* **WORK TO COMPLETE**
In the records below, write out again every line from the one containing "of the arched" through the end of the records, with both ends included and the requests kept word for word. Add 29 to each coordinate value in the answers.

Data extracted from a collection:
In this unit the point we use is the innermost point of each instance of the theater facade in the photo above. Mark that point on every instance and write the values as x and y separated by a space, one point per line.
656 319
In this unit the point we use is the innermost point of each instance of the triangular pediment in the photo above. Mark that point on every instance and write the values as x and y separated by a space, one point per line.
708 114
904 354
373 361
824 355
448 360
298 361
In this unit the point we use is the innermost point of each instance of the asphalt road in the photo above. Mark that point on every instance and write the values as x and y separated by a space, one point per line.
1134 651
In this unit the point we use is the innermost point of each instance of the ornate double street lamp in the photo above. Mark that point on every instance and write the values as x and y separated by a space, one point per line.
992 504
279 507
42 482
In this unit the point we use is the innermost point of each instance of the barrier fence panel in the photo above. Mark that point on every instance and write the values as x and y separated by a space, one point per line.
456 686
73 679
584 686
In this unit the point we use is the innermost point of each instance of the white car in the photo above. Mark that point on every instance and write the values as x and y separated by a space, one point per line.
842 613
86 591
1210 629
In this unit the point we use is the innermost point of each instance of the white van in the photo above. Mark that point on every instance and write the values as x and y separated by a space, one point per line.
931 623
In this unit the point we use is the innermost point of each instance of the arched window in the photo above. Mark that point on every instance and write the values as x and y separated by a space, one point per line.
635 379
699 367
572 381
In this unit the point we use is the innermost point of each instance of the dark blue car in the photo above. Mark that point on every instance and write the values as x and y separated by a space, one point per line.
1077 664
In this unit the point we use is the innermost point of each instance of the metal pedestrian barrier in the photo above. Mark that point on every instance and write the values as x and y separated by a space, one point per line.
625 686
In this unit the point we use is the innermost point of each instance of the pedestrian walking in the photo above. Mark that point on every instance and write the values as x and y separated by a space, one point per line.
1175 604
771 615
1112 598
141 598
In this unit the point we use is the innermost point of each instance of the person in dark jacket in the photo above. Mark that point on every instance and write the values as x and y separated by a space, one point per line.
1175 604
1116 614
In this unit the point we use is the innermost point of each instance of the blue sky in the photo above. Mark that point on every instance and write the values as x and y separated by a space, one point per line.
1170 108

* **RESULT**
In this unit the point we use is the innermost point of each instance of the arched window in the photo above. Mark that point on every instance and write the values as x and y separated by a space, one point per line.
664 408
728 396
601 410
In this unit the point we use is the innermost point of each instance of the dark blue car in the photo above. Mark that point on every instance and write the values as x and y separated by a space, one point per line.
1106 693
In this unit the point we use is the innermost point of each instance of the metal pedestrian barrier in the photo above. Mark that point on every instance and write the values as x and y separated by a space, one point per line.
654 715
In this unit the point we use is the innermost point of each instance of the pedestrian walking in the photo above. Mark that point on every instance and write the values as x and y separated by a space, one point per line.
1204 633
800 644
1141 627
170 627
In this unit the point we use is the innermost point of each instance of the person in dark jacket in the photo above. Mark that point on every instance and write the values as x and y separated by a space, one point per line.
1204 633
1145 643
In this unit the point we use is the innermost point of each instance of the blue sky in the photo above. Mark that point on every instance and write the values as x and y separated by a space, one point per line.
1199 137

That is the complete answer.